**Task brief:** Read the records beneath this task and copy every line that contains the string "electrical".

────────────────────────────────────────

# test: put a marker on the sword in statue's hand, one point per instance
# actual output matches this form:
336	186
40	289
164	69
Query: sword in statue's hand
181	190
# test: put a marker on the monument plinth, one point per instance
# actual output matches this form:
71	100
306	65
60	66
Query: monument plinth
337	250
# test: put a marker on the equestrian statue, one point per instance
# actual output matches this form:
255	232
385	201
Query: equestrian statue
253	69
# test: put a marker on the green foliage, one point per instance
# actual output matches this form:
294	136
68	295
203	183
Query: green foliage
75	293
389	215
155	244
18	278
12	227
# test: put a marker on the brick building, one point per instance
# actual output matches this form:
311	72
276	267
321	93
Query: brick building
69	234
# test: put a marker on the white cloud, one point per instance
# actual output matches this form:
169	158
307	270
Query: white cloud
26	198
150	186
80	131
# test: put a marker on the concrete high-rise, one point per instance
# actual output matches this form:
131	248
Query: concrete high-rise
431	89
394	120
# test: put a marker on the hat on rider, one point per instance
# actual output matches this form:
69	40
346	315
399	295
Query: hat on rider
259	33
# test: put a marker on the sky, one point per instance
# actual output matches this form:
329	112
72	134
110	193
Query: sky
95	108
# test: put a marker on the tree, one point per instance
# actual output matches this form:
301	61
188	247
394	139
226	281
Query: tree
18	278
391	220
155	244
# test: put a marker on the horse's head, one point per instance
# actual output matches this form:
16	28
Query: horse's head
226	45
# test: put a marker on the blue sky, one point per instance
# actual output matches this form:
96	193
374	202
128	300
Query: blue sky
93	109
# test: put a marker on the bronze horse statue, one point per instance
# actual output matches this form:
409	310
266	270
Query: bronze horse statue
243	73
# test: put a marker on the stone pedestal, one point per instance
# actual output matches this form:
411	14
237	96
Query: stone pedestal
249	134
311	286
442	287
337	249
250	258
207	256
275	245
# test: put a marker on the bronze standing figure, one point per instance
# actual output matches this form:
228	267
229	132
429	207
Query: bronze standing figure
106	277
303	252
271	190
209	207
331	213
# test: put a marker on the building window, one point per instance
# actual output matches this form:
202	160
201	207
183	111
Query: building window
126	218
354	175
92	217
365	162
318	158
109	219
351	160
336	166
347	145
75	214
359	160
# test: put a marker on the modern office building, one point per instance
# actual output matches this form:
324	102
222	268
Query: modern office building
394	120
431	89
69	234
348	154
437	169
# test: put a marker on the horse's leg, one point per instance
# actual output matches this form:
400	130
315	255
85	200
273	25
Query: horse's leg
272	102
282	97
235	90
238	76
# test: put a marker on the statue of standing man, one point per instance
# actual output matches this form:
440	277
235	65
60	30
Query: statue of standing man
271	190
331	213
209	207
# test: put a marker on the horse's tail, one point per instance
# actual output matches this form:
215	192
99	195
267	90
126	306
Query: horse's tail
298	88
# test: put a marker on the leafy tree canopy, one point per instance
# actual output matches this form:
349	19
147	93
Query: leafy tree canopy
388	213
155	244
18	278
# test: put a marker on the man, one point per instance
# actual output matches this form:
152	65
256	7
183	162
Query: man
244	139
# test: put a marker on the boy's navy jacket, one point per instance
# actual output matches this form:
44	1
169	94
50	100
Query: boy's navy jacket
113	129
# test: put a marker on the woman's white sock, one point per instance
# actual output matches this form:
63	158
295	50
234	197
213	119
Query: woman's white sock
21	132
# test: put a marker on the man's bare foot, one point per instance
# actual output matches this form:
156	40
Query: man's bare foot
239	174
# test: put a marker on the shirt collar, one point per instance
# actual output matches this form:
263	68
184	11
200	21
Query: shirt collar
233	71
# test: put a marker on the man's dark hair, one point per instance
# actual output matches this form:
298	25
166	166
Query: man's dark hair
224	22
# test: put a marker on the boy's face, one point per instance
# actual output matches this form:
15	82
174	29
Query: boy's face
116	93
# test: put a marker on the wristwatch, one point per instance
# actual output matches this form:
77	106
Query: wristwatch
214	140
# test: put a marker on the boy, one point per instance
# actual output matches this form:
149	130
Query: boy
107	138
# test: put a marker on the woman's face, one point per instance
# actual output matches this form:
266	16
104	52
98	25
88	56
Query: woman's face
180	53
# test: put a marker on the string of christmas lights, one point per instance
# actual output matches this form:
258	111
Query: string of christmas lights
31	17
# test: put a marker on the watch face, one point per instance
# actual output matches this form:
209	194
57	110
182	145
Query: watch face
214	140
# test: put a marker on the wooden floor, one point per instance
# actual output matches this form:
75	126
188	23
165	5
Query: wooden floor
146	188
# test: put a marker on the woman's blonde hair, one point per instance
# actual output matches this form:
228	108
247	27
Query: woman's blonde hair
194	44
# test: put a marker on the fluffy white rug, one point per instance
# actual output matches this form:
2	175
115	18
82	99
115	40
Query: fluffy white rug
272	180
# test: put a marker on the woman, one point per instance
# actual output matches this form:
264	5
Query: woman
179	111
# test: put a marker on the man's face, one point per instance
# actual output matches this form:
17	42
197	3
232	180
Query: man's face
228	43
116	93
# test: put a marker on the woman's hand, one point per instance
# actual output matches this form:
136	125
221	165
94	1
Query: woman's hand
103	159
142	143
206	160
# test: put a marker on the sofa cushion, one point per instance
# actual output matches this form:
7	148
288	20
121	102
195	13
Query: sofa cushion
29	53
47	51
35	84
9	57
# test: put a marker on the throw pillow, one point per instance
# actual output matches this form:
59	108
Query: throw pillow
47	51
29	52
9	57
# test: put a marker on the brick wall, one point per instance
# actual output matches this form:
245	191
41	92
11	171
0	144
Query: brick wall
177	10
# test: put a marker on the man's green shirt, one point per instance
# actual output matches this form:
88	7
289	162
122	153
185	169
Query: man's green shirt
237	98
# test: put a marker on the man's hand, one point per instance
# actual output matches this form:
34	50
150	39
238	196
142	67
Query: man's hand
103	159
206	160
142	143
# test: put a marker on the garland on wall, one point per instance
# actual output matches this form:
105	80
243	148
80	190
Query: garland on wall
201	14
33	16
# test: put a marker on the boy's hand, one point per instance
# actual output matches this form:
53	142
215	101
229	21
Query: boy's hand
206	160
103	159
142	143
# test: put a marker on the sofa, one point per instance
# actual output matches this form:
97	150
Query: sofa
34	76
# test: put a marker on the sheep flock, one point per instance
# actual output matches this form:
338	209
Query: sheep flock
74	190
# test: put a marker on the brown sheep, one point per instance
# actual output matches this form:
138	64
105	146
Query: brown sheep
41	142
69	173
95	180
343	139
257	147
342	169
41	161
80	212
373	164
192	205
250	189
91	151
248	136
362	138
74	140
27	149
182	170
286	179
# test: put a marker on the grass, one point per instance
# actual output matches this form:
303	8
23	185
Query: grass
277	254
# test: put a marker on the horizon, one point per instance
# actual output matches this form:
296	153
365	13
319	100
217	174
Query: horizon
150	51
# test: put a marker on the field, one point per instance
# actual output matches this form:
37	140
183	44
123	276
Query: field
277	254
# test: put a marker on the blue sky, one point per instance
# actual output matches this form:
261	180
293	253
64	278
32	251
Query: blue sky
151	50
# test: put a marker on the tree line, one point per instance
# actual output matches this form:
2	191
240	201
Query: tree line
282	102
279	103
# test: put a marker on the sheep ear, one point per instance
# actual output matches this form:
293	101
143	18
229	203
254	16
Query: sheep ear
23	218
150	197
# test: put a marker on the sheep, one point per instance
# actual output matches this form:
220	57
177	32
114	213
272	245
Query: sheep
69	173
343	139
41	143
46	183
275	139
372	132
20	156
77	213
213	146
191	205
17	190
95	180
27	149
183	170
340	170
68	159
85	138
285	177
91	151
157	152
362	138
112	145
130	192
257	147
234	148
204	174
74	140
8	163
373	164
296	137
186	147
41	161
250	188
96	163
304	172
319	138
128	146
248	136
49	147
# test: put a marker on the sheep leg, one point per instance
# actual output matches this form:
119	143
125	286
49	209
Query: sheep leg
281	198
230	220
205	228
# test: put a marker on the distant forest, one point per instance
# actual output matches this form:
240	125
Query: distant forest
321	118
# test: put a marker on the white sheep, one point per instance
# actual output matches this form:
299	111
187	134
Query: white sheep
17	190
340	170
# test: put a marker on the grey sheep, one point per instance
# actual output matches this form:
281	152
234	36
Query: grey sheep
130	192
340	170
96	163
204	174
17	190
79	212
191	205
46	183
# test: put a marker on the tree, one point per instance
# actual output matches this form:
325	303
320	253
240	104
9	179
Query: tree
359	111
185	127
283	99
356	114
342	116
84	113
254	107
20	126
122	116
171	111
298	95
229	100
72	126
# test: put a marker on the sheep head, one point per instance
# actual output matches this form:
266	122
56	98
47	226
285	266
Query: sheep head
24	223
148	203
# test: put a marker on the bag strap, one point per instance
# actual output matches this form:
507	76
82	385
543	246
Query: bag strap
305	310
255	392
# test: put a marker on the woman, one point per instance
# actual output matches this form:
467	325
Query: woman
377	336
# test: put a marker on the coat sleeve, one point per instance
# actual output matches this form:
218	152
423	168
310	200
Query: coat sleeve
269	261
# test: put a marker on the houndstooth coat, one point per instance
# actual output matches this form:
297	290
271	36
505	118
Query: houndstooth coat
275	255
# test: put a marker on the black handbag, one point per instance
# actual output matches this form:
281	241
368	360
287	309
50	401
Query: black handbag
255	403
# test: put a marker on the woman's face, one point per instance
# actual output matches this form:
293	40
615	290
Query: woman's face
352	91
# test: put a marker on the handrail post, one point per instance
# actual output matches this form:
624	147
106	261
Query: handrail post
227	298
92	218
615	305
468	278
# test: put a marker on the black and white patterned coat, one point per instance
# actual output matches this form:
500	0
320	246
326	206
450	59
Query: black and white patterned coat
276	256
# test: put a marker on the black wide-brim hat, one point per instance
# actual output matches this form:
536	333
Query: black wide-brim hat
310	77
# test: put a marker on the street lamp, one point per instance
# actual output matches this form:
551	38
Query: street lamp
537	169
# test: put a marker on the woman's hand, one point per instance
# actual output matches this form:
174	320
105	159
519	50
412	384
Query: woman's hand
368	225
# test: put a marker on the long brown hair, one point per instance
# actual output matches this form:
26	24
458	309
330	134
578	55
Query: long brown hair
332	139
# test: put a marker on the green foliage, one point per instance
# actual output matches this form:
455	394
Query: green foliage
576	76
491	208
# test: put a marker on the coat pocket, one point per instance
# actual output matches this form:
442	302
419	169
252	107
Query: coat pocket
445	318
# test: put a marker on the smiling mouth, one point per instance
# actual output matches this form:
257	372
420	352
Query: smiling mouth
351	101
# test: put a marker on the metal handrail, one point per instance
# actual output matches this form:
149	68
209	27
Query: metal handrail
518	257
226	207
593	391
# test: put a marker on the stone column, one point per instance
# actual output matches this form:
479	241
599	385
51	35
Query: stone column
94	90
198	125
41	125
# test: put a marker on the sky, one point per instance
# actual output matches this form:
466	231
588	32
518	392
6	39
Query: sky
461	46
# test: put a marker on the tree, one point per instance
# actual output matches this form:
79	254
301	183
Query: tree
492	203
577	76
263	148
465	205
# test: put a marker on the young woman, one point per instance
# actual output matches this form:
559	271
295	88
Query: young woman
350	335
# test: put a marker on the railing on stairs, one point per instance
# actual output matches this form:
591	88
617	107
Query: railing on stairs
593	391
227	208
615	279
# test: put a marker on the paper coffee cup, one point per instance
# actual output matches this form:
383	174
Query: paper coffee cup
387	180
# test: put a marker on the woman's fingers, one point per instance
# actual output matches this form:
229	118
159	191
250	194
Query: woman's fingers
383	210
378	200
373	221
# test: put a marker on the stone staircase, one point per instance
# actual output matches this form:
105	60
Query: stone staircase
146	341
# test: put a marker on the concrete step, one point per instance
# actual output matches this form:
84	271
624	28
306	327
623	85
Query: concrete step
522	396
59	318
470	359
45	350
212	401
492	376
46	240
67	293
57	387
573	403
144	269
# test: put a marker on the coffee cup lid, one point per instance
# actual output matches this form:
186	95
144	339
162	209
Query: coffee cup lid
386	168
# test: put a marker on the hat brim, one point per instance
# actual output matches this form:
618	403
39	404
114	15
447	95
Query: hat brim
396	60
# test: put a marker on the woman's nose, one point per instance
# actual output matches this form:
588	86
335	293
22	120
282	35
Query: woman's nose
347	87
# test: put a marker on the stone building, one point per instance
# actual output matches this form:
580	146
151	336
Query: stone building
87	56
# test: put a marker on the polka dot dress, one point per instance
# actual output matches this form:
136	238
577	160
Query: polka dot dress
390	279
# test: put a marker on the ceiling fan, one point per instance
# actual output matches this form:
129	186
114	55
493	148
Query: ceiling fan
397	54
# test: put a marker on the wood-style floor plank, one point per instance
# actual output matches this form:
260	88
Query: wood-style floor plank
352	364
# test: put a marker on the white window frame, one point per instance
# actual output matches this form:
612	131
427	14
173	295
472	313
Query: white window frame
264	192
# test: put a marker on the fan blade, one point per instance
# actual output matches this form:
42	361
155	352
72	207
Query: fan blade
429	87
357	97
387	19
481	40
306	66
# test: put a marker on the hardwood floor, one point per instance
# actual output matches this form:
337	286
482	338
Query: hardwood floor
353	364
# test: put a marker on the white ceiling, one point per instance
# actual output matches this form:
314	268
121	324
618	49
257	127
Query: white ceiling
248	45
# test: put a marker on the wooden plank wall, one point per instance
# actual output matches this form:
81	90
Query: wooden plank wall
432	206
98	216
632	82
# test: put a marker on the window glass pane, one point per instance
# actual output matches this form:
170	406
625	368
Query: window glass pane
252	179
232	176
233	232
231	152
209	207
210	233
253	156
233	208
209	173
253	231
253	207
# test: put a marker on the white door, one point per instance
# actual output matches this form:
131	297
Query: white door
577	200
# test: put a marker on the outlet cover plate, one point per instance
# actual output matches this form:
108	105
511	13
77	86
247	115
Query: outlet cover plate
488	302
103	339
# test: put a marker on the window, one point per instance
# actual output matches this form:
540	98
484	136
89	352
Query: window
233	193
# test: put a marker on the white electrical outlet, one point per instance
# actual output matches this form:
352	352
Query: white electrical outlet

────────────────────────────────────────

**Response:**
# test: put a marker on the white electrical outlet, one point per instance
Query: white electrical outlet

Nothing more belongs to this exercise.